**EXERCISE INSTRUCTIONS**
Set out every line of the items below as a Markdown table with the columns Row and Text, numbering each row and skipping blank lines.
+ + + + + + +
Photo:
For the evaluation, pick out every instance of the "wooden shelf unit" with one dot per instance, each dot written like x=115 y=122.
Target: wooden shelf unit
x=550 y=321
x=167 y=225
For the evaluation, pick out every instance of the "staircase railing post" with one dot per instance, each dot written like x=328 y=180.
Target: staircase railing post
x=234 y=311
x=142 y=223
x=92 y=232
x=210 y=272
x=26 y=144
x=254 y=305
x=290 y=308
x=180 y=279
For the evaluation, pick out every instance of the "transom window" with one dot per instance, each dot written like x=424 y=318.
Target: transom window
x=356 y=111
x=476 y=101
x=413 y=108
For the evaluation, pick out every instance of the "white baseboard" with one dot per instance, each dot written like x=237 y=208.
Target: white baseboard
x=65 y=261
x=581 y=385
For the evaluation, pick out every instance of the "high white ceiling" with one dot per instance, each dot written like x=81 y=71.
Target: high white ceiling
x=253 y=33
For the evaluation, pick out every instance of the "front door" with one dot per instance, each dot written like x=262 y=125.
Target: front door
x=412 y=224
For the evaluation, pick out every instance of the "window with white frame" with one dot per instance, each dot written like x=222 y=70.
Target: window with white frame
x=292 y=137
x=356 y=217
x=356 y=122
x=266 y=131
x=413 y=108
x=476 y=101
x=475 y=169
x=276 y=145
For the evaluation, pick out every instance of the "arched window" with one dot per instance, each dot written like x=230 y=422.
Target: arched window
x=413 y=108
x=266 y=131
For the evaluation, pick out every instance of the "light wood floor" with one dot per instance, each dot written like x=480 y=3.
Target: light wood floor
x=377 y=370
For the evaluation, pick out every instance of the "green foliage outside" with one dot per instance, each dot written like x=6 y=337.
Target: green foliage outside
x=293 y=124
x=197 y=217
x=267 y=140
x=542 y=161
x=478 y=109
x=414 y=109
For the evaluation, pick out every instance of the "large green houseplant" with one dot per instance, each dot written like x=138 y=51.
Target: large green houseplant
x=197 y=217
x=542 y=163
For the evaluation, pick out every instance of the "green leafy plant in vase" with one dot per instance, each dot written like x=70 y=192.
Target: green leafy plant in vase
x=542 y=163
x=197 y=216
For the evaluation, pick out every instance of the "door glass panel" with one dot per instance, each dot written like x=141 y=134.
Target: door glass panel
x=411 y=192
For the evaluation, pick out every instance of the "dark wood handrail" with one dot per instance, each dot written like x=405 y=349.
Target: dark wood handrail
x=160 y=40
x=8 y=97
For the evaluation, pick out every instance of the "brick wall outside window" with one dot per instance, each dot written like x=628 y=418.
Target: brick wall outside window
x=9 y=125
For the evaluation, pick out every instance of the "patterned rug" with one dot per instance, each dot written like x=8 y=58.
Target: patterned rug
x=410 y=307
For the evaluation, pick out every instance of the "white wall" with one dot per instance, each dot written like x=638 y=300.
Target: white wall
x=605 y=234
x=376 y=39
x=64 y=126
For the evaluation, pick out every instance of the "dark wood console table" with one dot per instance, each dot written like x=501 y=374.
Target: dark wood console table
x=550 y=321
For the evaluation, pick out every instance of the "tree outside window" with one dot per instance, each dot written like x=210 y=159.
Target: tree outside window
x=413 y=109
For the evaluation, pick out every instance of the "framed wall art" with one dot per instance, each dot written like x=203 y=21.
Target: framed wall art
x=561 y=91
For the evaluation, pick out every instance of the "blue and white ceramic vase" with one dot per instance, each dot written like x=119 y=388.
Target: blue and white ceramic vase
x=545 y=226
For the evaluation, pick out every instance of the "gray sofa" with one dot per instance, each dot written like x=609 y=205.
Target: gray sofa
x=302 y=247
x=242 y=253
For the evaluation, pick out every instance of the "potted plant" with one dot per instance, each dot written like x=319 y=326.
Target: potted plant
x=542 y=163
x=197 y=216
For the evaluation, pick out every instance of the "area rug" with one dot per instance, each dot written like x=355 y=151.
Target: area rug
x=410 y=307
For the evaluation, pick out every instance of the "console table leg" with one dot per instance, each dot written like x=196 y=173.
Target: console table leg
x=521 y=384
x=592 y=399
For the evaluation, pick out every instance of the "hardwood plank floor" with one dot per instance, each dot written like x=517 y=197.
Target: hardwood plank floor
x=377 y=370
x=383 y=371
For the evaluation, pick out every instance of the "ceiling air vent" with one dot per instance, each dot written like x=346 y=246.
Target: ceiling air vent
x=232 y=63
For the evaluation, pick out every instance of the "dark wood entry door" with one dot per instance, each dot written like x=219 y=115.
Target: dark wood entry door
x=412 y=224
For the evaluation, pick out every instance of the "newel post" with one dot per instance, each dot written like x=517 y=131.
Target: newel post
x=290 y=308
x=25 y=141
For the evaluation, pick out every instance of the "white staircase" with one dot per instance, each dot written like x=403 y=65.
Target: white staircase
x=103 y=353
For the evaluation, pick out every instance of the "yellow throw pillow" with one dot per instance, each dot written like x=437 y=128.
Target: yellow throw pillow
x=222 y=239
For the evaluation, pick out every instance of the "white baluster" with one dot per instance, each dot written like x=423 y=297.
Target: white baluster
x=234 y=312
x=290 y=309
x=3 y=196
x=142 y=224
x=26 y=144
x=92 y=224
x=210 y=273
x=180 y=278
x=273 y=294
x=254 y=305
+ + + + + + +
**FINISHED EXERCISE**
| Row | Text |
|---|---|
| 1 | Photo: |
| 2 | For the evaluation, pick out every instance of the "wooden shelf unit" with one dot per instance, each dot written like x=115 y=122. |
| 3 | Target: wooden shelf unit |
| 4 | x=550 y=321 |
| 5 | x=167 y=225 |
| 6 | For the evaluation, pick out every instance of the "staircase railing post" with one dot per instance, each dot written like x=328 y=180. |
| 7 | Target: staircase railing post |
| 8 | x=234 y=311 |
| 9 | x=142 y=223 |
| 10 | x=92 y=232 |
| 11 | x=210 y=272 |
| 12 | x=26 y=144 |
| 13 | x=254 y=305 |
| 14 | x=290 y=308 |
| 15 | x=180 y=279 |
| 16 | For the evaluation, pick out every instance of the "transom window" with one dot per instance, each dot written like x=424 y=318. |
| 17 | Target: transom window |
| 18 | x=356 y=111 |
| 19 | x=476 y=101 |
| 20 | x=413 y=108 |
| 21 | For the evaluation, pick out every instance of the "white baseboard" with one dot per instance, each dot written like x=237 y=208. |
| 22 | Target: white baseboard |
| 23 | x=65 y=261 |
| 24 | x=581 y=385 |
| 25 | For the evaluation, pick out every instance of the "high white ceiling" with one dot per instance, each dot written like x=81 y=71. |
| 26 | Target: high white ceiling |
| 27 | x=253 y=33 |
| 28 | For the evaluation, pick out every instance of the "front door" with one dot per instance, each dot written like x=262 y=125. |
| 29 | Target: front door |
| 30 | x=412 y=224 |
| 31 | For the evaluation, pick out every instance of the "window with white frame" with one dot per instance, each dot written like x=222 y=70. |
| 32 | Target: window with white frame |
| 33 | x=292 y=137 |
| 34 | x=356 y=217 |
| 35 | x=356 y=122 |
| 36 | x=266 y=131 |
| 37 | x=413 y=108 |
| 38 | x=476 y=101 |
| 39 | x=475 y=169 |
| 40 | x=276 y=145 |
| 41 | For the evaluation, pick out every instance of the "arched window" with one dot per instance, each dot written like x=230 y=422. |
| 42 | Target: arched window |
| 43 | x=413 y=108 |
| 44 | x=266 y=131 |
| 45 | For the evaluation, pick out every instance of the "light wood floor" with one dot per instance, each dot written like x=480 y=3. |
| 46 | Target: light wood floor |
| 47 | x=377 y=370 |
| 48 | For the evaluation, pick out every instance of the "green foliage outside" with one dot per instance, each dot written like x=6 y=337. |
| 49 | Target: green foliage outside |
| 50 | x=293 y=124 |
| 51 | x=197 y=217 |
| 52 | x=267 y=140 |
| 53 | x=542 y=161 |
| 54 | x=478 y=109 |
| 55 | x=414 y=109 |
| 56 | For the evaluation, pick out every instance of the "large green houseplant" with one dot per instance, each dot written like x=138 y=51. |
| 57 | Target: large green houseplant |
| 58 | x=197 y=217 |
| 59 | x=542 y=163 |
| 60 | For the evaluation, pick out every instance of the "green leafy plant in vase" with one dot per instance, each dot written like x=70 y=192. |
| 61 | Target: green leafy plant in vase |
| 62 | x=542 y=163 |
| 63 | x=197 y=216 |
| 64 | For the evaluation, pick out every instance of the "door glass panel" with one dot per instance, each dot written like x=141 y=134. |
| 65 | Target: door glass panel |
| 66 | x=411 y=192 |
| 67 | For the evaluation, pick out every instance of the "dark wood handrail" with one dot per instance, each dot written like x=405 y=349. |
| 68 | Target: dark wood handrail |
| 69 | x=160 y=40 |
| 70 | x=8 y=97 |
| 71 | For the evaluation, pick out every instance of the "brick wall outside window" with one dot per instance, each dot written like x=628 y=418. |
| 72 | Target: brick wall outside window |
| 73 | x=9 y=125 |
| 74 | For the evaluation, pick out every instance of the "patterned rug" with one dot per instance, each dot written like x=8 y=58. |
| 75 | Target: patterned rug |
| 76 | x=410 y=307 |
| 77 | For the evaluation, pick out every instance of the "white wall" with one dot per instance, each dot written like x=638 y=300. |
| 78 | Target: white wall |
| 79 | x=605 y=234 |
| 80 | x=376 y=39 |
| 81 | x=64 y=126 |
| 82 | For the evaluation, pick out every instance of the "dark wood console table" with one dot per instance, each dot written like x=501 y=374. |
| 83 | Target: dark wood console table |
| 84 | x=550 y=321 |
| 85 | For the evaluation, pick out every instance of the "tree outside window" with one dot per instance, each dot written like x=210 y=159. |
| 86 | Target: tree outside window |
| 87 | x=413 y=109 |
| 88 | For the evaluation, pick out every instance of the "framed wall art" with one dot per instance, each dot written like x=203 y=21. |
| 89 | Target: framed wall art |
| 90 | x=561 y=91 |
| 91 | For the evaluation, pick out every instance of the "blue and white ceramic vase" with one dot per instance, each dot written like x=119 y=388. |
| 92 | Target: blue and white ceramic vase |
| 93 | x=545 y=226 |
| 94 | For the evaluation, pick out every instance of the "gray sofa" with one dot per instance, each dot written like x=609 y=205. |
| 95 | Target: gray sofa |
| 96 | x=302 y=247 |
| 97 | x=242 y=253 |
| 98 | For the evaluation, pick out every instance of the "potted plant" with one dot per instance, each dot written like x=319 y=326. |
| 99 | Target: potted plant |
| 100 | x=542 y=163 |
| 101 | x=197 y=216 |
| 102 | For the evaluation, pick out every instance of the "area rug" with one dot per instance, each dot written like x=355 y=151. |
| 103 | Target: area rug |
| 104 | x=410 y=307 |
| 105 | For the evaluation, pick out every instance of the "console table leg" with one dot per instance, each dot written like x=196 y=173. |
| 106 | Target: console table leg |
| 107 | x=521 y=384 |
| 108 | x=592 y=399 |
| 109 | For the evaluation, pick out every instance of the "hardwood plank floor" with one dot per instance, each dot written like x=517 y=197. |
| 110 | Target: hardwood plank floor |
| 111 | x=377 y=370 |
| 112 | x=383 y=371 |
| 113 | For the evaluation, pick out every instance of the "ceiling air vent" with one dot per instance, each dot written like x=346 y=246. |
| 114 | Target: ceiling air vent |
| 115 | x=232 y=63 |
| 116 | For the evaluation, pick out every instance of the "dark wood entry door" with one dot per instance, each dot written like x=219 y=115. |
| 117 | Target: dark wood entry door |
| 118 | x=412 y=224 |
| 119 | For the evaluation, pick out every instance of the "newel post" with one dot per instance, each dot written like x=517 y=131. |
| 120 | Target: newel post |
| 121 | x=290 y=308 |
| 122 | x=25 y=141 |
| 123 | For the evaluation, pick out every instance of the "white staircase" with one dot per instance, each dot written like x=403 y=65. |
| 124 | Target: white staircase |
| 125 | x=103 y=353 |
| 126 | For the evaluation, pick out every instance of the "yellow throw pillow" with one dot per instance, each dot written like x=437 y=128. |
| 127 | Target: yellow throw pillow |
| 128 | x=222 y=239 |
| 129 | For the evaluation, pick out every instance of the "white baluster" with one dot per instance, each dot written like x=423 y=297. |
| 130 | Target: white baluster |
| 131 | x=234 y=312 |
| 132 | x=290 y=309 |
| 133 | x=3 y=196 |
| 134 | x=142 y=224 |
| 135 | x=26 y=144 |
| 136 | x=92 y=224 |
| 137 | x=210 y=273 |
| 138 | x=180 y=278 |
| 139 | x=273 y=294 |
| 140 | x=254 y=305 |